YOUR TASK:
Reproduce verbatim the portion of the review excerpts below from "His unique new" to "as this one?".

SELECTED EXTRACT:
Brockmeier is a master of beginnings, and his new book is essentially a collection of intriguing openings. The Ghost Variations is no ordinary story collection. It consists of 100 thematically organized ghost stories dished in bite-sized chunks. Each self-contained flash story runs two pages long, just enough for a single epiphanic moment. This feature effectively goads the reader to finish any given tale in one sitting, capitalizing on the enjoyment readers take in discovering where and how a story will end. This same feature, however, could also make it quite easy to put the book down after any given reading—not from lack of enjoyment, but from the quick sense of completion inherent in the format. But this criticism is more definitional than damning ... Playfulness and horror never venture too far apart in these tales ... Anyone intent on finding an overarching consciousness or metaphysics behind this great assemblage of ghosts may come up short. Some tales fix ghosts to people or places, while others are so liberated they are capable of dislodging themselves from time and existence itself. A risky approach, but in Brockmeier’s masterful hands the payoff is profound. His work radiates with the brazen assertion that no two beings are entirely alike or endowed with the same legalistic strictures. Make no mistake: this book is haunted, possessed by a plurality of minds that can be found within the author’s imagination, animated by a patient and finely attuned control of the written word that propels to the foreground of every story the beauty, delight, and fluidity of language itself. From austere and sentimental to cerebral and cynical—and sometimes outright bizarre—the collection’s flash format highlights Brockmeier’s remarkable tonal and stylistic range. Like musical variations whereby material is repeated in altered form, with each literary variation Brockmeier sets out to alter not only the form of the ghost story but the form of his own vast stylistic capabilities.
His unique new collection...continues his quiet, wondering, taxonomic approach to envisioning the spirit world. Included are 100 quicksilver sketches ... These entries are too spacey and speculative to be read straight through; one ought to approach them in snatches, as with prose poems or philosophical pensées. Sometimes a phantom’s primary role seems to be to allow Mr. Brockmeier a flight of lyricism ... But always they offer a strange kind of comfort: Who could ever feel wholly alone in a universe as teeming as this one?
Hell is hell, of course, but even Heaven doesn’t seem all that appealing in this collection of stories, each of which can be read in less than two distressing minutes ... In the hands of Stephen King or Karen Russell, such horrific ends might yield nasty, morbid thrills. But Brockmeier isn’t out to raise goose bumps, though easily spooked readers no doubt will shiver here and there. The Ghost Variations leaps over 'the neat picket fences of death' to chase after the very idea of existence itself, 'this terrible gumminess of being,' as one poor specter puts it ... Brockmeier wants his book to have at least the appearance of fun. The first page of every story is topped by a cute, cartoonish illustration that seems borrowed from Pac-Man. Light sneaks in through the cracks ... It would require a supernatural effort to fill a 100-story collection with nothing but winners, and Brockmeier is, after all, only human. He reaches his quota with more than one dud ... Even a medium would have difficulty reading more than a few of these stories in one sitting.

(Stored records)
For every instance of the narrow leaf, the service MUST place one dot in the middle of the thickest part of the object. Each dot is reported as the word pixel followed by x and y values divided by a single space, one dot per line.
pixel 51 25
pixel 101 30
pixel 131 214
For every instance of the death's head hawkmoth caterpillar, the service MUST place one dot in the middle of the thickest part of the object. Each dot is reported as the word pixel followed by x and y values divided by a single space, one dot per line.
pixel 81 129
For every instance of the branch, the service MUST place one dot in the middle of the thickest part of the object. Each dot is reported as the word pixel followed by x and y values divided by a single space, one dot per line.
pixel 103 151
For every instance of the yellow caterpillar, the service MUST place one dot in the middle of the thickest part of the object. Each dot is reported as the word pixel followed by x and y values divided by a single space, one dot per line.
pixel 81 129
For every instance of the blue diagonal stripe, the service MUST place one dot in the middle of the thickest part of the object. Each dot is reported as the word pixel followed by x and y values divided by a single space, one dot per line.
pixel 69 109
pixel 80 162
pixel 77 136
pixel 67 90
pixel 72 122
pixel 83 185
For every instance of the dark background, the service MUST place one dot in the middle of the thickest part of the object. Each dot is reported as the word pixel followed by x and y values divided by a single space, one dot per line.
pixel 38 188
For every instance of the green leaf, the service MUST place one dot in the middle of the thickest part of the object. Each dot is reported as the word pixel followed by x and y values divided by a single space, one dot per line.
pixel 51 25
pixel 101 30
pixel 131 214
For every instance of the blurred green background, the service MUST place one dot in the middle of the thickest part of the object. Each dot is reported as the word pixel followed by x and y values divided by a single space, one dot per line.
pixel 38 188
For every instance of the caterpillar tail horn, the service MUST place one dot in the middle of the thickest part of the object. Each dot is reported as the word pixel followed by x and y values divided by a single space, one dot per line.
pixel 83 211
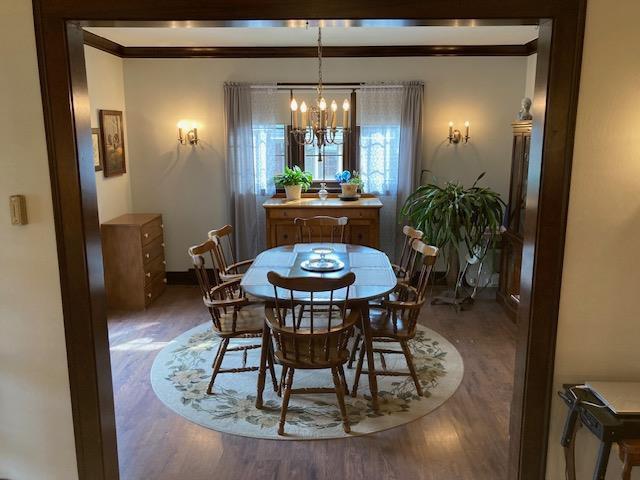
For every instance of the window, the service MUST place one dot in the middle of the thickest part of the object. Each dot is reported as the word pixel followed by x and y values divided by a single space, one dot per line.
pixel 324 163
pixel 379 151
pixel 269 154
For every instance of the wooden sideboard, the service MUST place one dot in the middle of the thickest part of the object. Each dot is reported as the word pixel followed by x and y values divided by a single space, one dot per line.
pixel 134 265
pixel 363 215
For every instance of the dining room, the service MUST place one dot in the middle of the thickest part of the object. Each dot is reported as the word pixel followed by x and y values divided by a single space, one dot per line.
pixel 280 258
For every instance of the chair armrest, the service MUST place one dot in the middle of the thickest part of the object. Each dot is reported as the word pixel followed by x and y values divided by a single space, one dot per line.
pixel 230 284
pixel 237 265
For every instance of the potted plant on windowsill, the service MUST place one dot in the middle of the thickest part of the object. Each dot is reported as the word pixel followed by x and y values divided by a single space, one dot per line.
pixel 350 182
pixel 453 218
pixel 294 181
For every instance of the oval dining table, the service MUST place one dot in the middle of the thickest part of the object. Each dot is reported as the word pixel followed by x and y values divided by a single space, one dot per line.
pixel 374 279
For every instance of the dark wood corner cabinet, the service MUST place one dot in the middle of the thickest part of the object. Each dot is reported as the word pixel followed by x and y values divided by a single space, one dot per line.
pixel 133 255
pixel 509 289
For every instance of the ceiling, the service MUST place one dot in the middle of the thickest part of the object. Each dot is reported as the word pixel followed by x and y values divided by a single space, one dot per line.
pixel 331 36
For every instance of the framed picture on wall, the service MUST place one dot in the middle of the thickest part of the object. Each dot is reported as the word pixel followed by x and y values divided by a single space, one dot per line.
pixel 97 151
pixel 112 142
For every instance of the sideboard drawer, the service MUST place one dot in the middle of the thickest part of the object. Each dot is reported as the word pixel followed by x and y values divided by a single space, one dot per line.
pixel 153 250
pixel 152 230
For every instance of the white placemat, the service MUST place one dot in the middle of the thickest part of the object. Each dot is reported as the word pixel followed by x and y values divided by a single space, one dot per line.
pixel 373 276
pixel 275 259
pixel 307 247
pixel 369 259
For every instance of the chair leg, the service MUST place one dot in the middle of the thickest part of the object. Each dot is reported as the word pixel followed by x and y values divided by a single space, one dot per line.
pixel 272 370
pixel 285 401
pixel 343 377
pixel 217 363
pixel 412 369
pixel 356 379
pixel 340 394
pixel 283 378
pixel 354 350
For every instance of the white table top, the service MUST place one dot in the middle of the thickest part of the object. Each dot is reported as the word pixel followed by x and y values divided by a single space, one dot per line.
pixel 374 275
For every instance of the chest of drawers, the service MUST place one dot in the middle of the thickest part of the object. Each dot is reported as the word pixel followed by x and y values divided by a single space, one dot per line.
pixel 134 264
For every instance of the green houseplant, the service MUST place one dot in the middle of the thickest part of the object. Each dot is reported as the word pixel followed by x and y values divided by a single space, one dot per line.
pixel 350 182
pixel 454 216
pixel 294 181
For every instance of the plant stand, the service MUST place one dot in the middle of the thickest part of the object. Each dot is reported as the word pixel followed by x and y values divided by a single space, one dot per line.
pixel 461 295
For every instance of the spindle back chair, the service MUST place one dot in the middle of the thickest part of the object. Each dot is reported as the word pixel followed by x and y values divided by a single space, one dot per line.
pixel 224 254
pixel 319 343
pixel 396 320
pixel 232 314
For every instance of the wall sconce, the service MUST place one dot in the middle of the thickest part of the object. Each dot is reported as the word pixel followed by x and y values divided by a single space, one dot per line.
pixel 455 135
pixel 187 132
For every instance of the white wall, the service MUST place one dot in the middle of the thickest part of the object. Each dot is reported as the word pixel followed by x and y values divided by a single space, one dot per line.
pixel 599 325
pixel 105 79
pixel 36 430
pixel 187 185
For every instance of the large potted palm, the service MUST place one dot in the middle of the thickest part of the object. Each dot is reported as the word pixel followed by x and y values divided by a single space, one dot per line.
pixel 456 219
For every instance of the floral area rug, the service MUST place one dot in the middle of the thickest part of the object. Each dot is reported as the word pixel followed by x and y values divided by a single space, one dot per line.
pixel 181 372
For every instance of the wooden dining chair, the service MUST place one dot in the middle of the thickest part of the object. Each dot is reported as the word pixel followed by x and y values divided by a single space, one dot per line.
pixel 228 266
pixel 232 314
pixel 396 320
pixel 321 229
pixel 401 269
pixel 319 343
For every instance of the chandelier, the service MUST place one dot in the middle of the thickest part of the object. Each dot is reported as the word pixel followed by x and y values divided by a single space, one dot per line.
pixel 313 125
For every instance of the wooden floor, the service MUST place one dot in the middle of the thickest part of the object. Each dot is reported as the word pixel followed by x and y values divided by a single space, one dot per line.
pixel 466 438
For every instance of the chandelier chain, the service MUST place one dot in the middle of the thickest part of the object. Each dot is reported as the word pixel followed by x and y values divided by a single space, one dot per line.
pixel 319 63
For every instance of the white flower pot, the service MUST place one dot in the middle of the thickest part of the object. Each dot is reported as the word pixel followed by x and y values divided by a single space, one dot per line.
pixel 349 189
pixel 294 192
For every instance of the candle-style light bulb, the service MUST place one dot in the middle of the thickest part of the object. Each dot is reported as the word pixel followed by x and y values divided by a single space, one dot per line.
pixel 304 115
pixel 334 117
pixel 345 113
pixel 294 113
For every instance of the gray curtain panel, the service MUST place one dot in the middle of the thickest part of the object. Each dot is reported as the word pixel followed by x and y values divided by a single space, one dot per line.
pixel 410 164
pixel 240 168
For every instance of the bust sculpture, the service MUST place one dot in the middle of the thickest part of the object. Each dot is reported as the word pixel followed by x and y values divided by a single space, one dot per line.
pixel 525 107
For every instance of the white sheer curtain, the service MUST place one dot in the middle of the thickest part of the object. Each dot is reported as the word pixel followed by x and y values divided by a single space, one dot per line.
pixel 250 123
pixel 390 150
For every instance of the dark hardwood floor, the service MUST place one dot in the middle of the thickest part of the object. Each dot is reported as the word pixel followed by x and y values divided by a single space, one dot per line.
pixel 466 438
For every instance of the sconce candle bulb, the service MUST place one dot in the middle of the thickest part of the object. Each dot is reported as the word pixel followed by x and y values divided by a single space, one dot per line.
pixel 187 132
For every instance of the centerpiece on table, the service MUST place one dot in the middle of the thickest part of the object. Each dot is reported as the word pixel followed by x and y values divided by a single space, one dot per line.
pixel 350 182
pixel 294 181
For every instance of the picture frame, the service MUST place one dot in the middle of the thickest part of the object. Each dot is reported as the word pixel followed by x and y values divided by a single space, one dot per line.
pixel 97 151
pixel 112 142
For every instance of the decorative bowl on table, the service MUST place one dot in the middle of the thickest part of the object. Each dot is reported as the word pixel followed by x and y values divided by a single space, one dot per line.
pixel 322 264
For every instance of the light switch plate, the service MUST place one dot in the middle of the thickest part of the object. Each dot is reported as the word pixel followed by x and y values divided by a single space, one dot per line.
pixel 18 206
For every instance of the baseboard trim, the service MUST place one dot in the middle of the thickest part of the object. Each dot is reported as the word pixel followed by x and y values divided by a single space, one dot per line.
pixel 187 277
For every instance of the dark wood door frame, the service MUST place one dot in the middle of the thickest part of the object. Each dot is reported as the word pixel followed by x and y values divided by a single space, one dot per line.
pixel 66 112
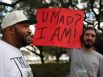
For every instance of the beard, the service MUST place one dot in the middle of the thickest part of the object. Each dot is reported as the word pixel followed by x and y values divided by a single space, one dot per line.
pixel 88 43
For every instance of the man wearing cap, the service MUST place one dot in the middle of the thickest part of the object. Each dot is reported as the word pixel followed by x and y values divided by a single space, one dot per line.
pixel 86 61
pixel 16 33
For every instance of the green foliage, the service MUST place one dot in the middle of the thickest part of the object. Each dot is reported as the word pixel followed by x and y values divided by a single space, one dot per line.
pixel 51 70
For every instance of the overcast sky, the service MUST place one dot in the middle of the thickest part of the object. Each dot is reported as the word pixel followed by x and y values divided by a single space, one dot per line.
pixel 7 1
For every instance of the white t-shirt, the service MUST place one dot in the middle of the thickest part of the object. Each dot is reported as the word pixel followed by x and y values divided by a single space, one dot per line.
pixel 86 64
pixel 12 62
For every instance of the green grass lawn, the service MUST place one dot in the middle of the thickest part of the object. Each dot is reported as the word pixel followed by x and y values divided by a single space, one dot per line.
pixel 50 70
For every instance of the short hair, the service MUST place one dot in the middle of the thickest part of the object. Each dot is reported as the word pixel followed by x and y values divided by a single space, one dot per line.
pixel 87 28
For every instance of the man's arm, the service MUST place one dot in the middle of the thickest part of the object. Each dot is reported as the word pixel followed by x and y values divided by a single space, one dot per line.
pixel 100 70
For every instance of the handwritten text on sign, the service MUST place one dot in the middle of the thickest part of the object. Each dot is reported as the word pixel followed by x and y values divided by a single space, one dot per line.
pixel 58 27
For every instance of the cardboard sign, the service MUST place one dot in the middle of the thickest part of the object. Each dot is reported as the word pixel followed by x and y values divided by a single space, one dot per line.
pixel 58 27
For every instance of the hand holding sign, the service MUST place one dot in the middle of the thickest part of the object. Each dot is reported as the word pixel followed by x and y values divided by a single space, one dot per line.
pixel 58 27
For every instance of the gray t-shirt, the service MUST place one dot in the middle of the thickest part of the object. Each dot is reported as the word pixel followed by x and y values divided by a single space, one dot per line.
pixel 86 64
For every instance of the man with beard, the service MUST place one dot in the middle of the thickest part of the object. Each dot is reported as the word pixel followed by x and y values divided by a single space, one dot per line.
pixel 86 61
pixel 16 33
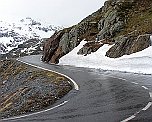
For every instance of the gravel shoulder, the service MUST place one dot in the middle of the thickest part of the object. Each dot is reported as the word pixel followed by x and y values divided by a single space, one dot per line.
pixel 25 89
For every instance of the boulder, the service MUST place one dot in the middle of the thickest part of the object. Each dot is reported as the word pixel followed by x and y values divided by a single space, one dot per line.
pixel 89 47
pixel 129 44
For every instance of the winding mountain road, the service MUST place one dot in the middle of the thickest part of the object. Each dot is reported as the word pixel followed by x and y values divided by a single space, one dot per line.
pixel 102 96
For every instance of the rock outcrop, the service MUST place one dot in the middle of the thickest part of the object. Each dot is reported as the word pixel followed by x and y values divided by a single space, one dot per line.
pixel 114 21
pixel 128 45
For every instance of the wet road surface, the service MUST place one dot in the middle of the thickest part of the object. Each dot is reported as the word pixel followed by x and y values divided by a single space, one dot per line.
pixel 103 96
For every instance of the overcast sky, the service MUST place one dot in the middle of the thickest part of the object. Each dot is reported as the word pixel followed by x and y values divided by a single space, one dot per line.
pixel 57 12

TASK RESULT:
His unique new collection...continues his quiet, wondering, taxonomic approach to envisioning the spirit world. Included are 100 quicksilver sketches ... These entries are too spacey and speculative to be read straight through; one ought to approach them in snatches, as with prose poems or philosophical pensées. Sometimes a phantom’s primary role seems to be to allow Mr. Brockmeier a flight of lyricism ... But always they offer a strange kind of comfort: Who could ever feel wholly alone in a universe as teeming as this one?